**What is expected:** Filter the records below, keeping every line that contains the string "target" and copying each such line unchanged.
»»
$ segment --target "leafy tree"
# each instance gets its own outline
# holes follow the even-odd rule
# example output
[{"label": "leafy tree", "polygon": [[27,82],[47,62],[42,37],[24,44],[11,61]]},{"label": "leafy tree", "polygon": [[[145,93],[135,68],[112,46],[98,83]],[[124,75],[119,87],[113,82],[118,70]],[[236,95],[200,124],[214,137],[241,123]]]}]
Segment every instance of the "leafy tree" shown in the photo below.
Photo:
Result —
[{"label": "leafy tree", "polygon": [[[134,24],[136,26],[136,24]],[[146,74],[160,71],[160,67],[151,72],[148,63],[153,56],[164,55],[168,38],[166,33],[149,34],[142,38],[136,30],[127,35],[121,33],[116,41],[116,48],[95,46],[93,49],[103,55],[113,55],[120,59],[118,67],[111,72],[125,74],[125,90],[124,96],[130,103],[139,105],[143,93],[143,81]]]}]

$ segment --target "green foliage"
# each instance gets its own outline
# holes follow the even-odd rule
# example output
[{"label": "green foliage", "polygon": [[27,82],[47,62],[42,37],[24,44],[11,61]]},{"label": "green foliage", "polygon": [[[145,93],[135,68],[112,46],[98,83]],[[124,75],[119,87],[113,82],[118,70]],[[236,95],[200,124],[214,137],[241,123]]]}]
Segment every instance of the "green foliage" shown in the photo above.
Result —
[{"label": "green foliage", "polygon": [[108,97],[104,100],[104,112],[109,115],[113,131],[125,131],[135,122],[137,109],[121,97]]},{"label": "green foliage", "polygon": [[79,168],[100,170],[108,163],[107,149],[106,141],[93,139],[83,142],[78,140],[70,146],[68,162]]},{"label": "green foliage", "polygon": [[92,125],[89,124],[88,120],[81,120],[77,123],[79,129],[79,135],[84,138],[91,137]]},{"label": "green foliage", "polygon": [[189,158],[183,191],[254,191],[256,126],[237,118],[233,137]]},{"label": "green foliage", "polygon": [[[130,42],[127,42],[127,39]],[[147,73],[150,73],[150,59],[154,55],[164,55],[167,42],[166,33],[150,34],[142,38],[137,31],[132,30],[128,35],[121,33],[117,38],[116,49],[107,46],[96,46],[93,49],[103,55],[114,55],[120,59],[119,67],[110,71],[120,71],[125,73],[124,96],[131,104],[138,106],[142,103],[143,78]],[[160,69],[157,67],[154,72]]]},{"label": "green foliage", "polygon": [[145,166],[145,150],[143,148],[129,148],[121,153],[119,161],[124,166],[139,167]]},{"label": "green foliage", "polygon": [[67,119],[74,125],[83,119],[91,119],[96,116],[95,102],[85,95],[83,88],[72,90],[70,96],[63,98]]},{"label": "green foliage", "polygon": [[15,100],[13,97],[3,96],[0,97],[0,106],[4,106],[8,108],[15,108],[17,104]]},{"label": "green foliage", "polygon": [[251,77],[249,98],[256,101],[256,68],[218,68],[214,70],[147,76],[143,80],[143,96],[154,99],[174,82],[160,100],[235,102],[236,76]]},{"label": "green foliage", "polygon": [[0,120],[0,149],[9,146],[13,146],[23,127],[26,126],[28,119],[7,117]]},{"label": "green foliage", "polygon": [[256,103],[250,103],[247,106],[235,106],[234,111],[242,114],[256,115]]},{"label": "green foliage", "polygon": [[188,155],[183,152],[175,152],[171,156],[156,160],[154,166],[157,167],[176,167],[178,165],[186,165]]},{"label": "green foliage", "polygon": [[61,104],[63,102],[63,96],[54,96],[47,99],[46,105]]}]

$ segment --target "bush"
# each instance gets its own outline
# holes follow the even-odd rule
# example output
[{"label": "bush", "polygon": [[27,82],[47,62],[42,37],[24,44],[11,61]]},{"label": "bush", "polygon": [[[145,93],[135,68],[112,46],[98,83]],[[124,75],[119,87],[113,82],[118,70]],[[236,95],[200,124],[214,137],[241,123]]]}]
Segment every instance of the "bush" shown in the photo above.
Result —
««
**Answer in full:**
$ segment --target "leafy tree"
$ segment --target "green foliage"
$ segment --target "bush"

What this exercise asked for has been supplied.